§ INSTRUCTIONS FOR THE TASK:
In the data below, which lines hold "grass"? Copy every one.

[Image point grounding data]
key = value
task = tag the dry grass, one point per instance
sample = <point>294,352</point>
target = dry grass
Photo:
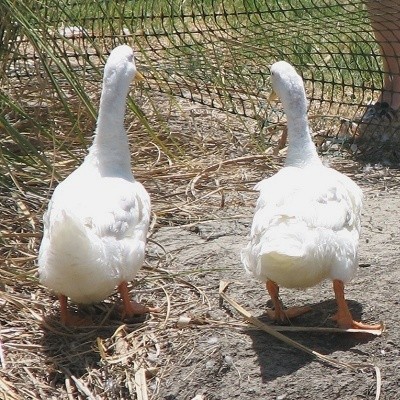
<point>208,164</point>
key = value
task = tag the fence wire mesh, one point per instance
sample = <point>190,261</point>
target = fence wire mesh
<point>211,52</point>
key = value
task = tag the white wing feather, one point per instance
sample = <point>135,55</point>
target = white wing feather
<point>306,227</point>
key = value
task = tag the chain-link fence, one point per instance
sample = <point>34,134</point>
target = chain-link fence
<point>213,52</point>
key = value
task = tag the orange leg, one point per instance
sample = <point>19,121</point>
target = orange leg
<point>69,319</point>
<point>343,316</point>
<point>130,307</point>
<point>279,314</point>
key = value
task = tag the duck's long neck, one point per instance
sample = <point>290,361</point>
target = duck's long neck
<point>301,149</point>
<point>110,149</point>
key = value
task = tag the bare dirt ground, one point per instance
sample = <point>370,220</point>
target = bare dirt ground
<point>197,347</point>
<point>242,363</point>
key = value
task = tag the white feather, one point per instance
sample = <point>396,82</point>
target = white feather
<point>96,224</point>
<point>306,224</point>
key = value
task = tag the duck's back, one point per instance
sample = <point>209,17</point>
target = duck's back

§ SOLUTION:
task = tag the dry grass, one point per instance
target = dry grass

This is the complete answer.